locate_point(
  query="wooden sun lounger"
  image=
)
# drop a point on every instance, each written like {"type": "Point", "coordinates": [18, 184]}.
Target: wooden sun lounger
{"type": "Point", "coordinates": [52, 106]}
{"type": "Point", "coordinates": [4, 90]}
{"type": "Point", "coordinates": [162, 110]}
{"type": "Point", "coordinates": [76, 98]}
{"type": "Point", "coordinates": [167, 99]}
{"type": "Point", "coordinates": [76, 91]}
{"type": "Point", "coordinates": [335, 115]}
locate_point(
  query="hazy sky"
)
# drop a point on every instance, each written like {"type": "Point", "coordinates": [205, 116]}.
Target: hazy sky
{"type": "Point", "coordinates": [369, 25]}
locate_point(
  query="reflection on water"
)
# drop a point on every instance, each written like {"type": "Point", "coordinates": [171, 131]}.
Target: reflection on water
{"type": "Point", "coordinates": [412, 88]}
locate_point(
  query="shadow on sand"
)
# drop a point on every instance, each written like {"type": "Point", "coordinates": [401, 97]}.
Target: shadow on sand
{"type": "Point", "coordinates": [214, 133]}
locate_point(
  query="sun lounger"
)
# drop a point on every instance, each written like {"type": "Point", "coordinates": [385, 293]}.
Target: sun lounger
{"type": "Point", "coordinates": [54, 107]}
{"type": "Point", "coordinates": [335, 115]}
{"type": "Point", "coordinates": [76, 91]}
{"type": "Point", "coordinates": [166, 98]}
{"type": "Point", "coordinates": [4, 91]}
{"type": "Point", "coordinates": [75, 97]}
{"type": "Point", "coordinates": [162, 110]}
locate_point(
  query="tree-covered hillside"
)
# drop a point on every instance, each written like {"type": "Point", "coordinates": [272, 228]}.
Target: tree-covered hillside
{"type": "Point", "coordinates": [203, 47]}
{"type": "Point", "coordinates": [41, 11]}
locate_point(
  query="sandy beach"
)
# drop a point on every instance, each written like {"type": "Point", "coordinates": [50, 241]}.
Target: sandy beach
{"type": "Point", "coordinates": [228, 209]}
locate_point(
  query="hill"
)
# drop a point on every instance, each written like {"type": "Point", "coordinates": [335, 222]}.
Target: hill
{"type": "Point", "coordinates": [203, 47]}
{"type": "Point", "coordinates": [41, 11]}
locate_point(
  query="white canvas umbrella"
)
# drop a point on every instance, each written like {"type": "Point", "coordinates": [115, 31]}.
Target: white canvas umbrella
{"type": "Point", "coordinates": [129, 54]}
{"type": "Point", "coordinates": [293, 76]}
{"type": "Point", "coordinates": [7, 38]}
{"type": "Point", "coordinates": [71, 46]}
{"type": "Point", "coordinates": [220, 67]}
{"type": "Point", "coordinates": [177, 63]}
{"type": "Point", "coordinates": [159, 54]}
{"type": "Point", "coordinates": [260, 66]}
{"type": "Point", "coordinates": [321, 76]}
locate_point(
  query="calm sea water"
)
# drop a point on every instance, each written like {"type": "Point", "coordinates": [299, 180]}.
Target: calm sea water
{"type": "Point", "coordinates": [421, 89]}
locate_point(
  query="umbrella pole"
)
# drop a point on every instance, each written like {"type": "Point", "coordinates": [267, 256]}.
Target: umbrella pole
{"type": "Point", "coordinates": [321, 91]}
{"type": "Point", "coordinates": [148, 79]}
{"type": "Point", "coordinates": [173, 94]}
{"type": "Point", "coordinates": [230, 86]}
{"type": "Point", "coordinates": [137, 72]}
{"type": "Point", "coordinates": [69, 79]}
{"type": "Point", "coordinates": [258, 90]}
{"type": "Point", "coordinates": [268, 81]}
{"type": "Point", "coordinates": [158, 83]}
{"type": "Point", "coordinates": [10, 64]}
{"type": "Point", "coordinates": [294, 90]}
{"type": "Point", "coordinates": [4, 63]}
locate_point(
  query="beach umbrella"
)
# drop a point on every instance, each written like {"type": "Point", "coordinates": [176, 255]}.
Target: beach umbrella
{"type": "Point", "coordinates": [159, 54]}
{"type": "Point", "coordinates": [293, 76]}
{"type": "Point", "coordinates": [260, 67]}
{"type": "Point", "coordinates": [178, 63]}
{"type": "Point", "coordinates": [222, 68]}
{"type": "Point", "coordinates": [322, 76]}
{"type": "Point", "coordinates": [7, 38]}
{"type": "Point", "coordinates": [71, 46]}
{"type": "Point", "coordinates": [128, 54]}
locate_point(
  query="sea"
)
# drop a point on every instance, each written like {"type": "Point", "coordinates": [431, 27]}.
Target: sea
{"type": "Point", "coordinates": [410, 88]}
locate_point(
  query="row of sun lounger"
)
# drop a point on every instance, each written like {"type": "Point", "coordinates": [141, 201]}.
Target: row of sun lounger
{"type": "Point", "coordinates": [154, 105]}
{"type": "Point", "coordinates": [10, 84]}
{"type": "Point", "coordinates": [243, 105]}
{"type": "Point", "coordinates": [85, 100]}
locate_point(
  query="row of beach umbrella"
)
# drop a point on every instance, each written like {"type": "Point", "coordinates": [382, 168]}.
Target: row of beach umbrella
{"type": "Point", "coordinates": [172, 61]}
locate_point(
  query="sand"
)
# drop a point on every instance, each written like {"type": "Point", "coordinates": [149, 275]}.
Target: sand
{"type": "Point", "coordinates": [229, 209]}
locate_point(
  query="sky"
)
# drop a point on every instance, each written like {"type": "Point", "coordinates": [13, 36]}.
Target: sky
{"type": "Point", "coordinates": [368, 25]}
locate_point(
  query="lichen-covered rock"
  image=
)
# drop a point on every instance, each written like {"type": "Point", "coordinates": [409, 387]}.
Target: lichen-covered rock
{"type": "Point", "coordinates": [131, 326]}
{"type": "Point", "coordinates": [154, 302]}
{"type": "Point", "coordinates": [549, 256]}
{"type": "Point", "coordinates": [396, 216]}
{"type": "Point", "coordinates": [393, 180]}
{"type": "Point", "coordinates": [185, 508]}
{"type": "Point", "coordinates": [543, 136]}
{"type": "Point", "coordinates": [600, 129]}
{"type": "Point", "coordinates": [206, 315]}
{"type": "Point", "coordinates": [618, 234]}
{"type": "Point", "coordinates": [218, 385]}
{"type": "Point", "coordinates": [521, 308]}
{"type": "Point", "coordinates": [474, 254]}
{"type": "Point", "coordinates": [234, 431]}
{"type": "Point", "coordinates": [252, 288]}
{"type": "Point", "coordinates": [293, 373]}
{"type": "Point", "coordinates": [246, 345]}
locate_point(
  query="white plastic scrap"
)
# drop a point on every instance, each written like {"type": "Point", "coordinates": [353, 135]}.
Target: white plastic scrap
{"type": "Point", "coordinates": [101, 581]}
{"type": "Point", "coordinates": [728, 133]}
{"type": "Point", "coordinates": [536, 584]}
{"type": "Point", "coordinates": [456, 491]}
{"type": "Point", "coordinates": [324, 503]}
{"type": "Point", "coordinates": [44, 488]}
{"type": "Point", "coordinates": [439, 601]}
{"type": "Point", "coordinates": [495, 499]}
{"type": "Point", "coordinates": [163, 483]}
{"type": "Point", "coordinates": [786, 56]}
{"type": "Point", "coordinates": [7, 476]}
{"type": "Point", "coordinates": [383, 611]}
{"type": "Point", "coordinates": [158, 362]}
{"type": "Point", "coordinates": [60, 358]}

===

_Required work_
Give each entry again, spelled exactly as shown.

_Task output_
locate_point(
  query="wooden sun lounger"
  image=
)
# drop a point on every instance, each written like {"type": "Point", "coordinates": [18, 184]}.
Target: wooden sun lounger
{"type": "Point", "coordinates": [52, 106]}
{"type": "Point", "coordinates": [4, 90]}
{"type": "Point", "coordinates": [162, 110]}
{"type": "Point", "coordinates": [76, 98]}
{"type": "Point", "coordinates": [167, 99]}
{"type": "Point", "coordinates": [76, 91]}
{"type": "Point", "coordinates": [335, 115]}
locate_point(
  query="hazy sky"
)
# drop a point on every instance, each written like {"type": "Point", "coordinates": [205, 116]}.
Target: hazy sky
{"type": "Point", "coordinates": [369, 25]}
locate_point(
  query="reflection on water"
)
# drop a point on every instance, each written like {"type": "Point", "coordinates": [171, 131]}.
Target: reflection on water
{"type": "Point", "coordinates": [412, 88]}
locate_point(
  query="shadow on sand"
)
# drop a point on every instance, each written like {"type": "Point", "coordinates": [401, 97]}.
Target: shadow on sand
{"type": "Point", "coordinates": [214, 133]}
locate_point(
  query="sun lounger"
)
# drop a point on every instance, each written like {"type": "Point", "coordinates": [385, 293]}.
Target: sun lounger
{"type": "Point", "coordinates": [54, 107]}
{"type": "Point", "coordinates": [335, 115]}
{"type": "Point", "coordinates": [76, 91]}
{"type": "Point", "coordinates": [166, 98]}
{"type": "Point", "coordinates": [4, 91]}
{"type": "Point", "coordinates": [75, 97]}
{"type": "Point", "coordinates": [162, 110]}
locate_point(
  query="tree-covered hillside"
)
# drop a point on every instance, each written like {"type": "Point", "coordinates": [272, 228]}.
Target: tree-covered hillside
{"type": "Point", "coordinates": [203, 47]}
{"type": "Point", "coordinates": [41, 11]}
locate_point(
  query="sandy beach"
)
# drop a point on every instance, each written like {"type": "Point", "coordinates": [50, 241]}.
Target: sandy beach
{"type": "Point", "coordinates": [228, 209]}
locate_point(
  query="hill"
)
# drop a point on every instance, each written like {"type": "Point", "coordinates": [335, 222]}.
Target: hill
{"type": "Point", "coordinates": [203, 47]}
{"type": "Point", "coordinates": [41, 11]}
locate_point(
  query="white canvas umbrella"
)
# drop a point on every instance, each written like {"type": "Point", "coordinates": [115, 31]}.
Target: white canvas umbrella
{"type": "Point", "coordinates": [129, 54]}
{"type": "Point", "coordinates": [293, 76]}
{"type": "Point", "coordinates": [7, 38]}
{"type": "Point", "coordinates": [71, 46]}
{"type": "Point", "coordinates": [220, 67]}
{"type": "Point", "coordinates": [177, 63]}
{"type": "Point", "coordinates": [159, 54]}
{"type": "Point", "coordinates": [260, 66]}
{"type": "Point", "coordinates": [321, 76]}
locate_point(
  query="calm sea water"
)
# drop a point on every instance, each written like {"type": "Point", "coordinates": [299, 180]}.
Target: calm sea water
{"type": "Point", "coordinates": [421, 89]}
locate_point(
  query="umbrella pole"
)
# drop a point on every instance, each written like {"type": "Point", "coordinates": [267, 256]}.
Target: umbrella pole
{"type": "Point", "coordinates": [321, 91]}
{"type": "Point", "coordinates": [148, 79]}
{"type": "Point", "coordinates": [173, 94]}
{"type": "Point", "coordinates": [230, 86]}
{"type": "Point", "coordinates": [137, 72]}
{"type": "Point", "coordinates": [69, 79]}
{"type": "Point", "coordinates": [258, 90]}
{"type": "Point", "coordinates": [268, 81]}
{"type": "Point", "coordinates": [158, 83]}
{"type": "Point", "coordinates": [10, 64]}
{"type": "Point", "coordinates": [294, 90]}
{"type": "Point", "coordinates": [4, 63]}
locate_point(
  query="beach umbrella"
)
# drop a point on every instance, each written like {"type": "Point", "coordinates": [176, 255]}.
Target: beach umbrella
{"type": "Point", "coordinates": [159, 54]}
{"type": "Point", "coordinates": [293, 76]}
{"type": "Point", "coordinates": [260, 67]}
{"type": "Point", "coordinates": [178, 63]}
{"type": "Point", "coordinates": [222, 68]}
{"type": "Point", "coordinates": [322, 76]}
{"type": "Point", "coordinates": [7, 38]}
{"type": "Point", "coordinates": [71, 46]}
{"type": "Point", "coordinates": [128, 54]}
locate_point(
  query="sea"
)
# drop a point on every instance, each written like {"type": "Point", "coordinates": [431, 27]}.
Target: sea
{"type": "Point", "coordinates": [410, 88]}
locate_point(
  query="row of sun lounger"
)
# drop a point on every instance, each written like {"type": "Point", "coordinates": [141, 201]}.
Target: row of sun lounger
{"type": "Point", "coordinates": [154, 105]}
{"type": "Point", "coordinates": [10, 84]}
{"type": "Point", "coordinates": [243, 105]}
{"type": "Point", "coordinates": [85, 100]}
locate_point(
  query="row of beach umbrella"
)
# drop a point on every instance, each written like {"type": "Point", "coordinates": [382, 168]}.
Target: row of beach umbrella
{"type": "Point", "coordinates": [172, 61]}
locate_point(
  query="sand"
)
# drop a point on every instance, each written like {"type": "Point", "coordinates": [149, 275]}.
Target: sand
{"type": "Point", "coordinates": [229, 209]}
locate_point(
  query="sky"
)
# drop a point on every instance, each written like {"type": "Point", "coordinates": [13, 36]}.
Target: sky
{"type": "Point", "coordinates": [368, 25]}
locate_point(
  query="lichen-covered rock"
  image=
)
# drop a point on every instance, each written like {"type": "Point", "coordinates": [409, 387]}.
Target: lichen-covered rock
{"type": "Point", "coordinates": [131, 326]}
{"type": "Point", "coordinates": [154, 302]}
{"type": "Point", "coordinates": [549, 256]}
{"type": "Point", "coordinates": [396, 216]}
{"type": "Point", "coordinates": [393, 180]}
{"type": "Point", "coordinates": [185, 508]}
{"type": "Point", "coordinates": [543, 136]}
{"type": "Point", "coordinates": [600, 129]}
{"type": "Point", "coordinates": [206, 315]}
{"type": "Point", "coordinates": [618, 234]}
{"type": "Point", "coordinates": [218, 385]}
{"type": "Point", "coordinates": [521, 308]}
{"type": "Point", "coordinates": [474, 254]}
{"type": "Point", "coordinates": [234, 431]}
{"type": "Point", "coordinates": [252, 288]}
{"type": "Point", "coordinates": [293, 373]}
{"type": "Point", "coordinates": [246, 345]}
locate_point(
  query="white plastic scrap"
)
# drop a point on every instance, each written like {"type": "Point", "coordinates": [353, 135]}.
Target: white plastic scrap
{"type": "Point", "coordinates": [101, 581]}
{"type": "Point", "coordinates": [728, 133]}
{"type": "Point", "coordinates": [536, 584]}
{"type": "Point", "coordinates": [456, 491]}
{"type": "Point", "coordinates": [324, 503]}
{"type": "Point", "coordinates": [44, 488]}
{"type": "Point", "coordinates": [439, 601]}
{"type": "Point", "coordinates": [495, 499]}
{"type": "Point", "coordinates": [163, 483]}
{"type": "Point", "coordinates": [786, 56]}
{"type": "Point", "coordinates": [7, 476]}
{"type": "Point", "coordinates": [383, 611]}
{"type": "Point", "coordinates": [158, 362]}
{"type": "Point", "coordinates": [60, 358]}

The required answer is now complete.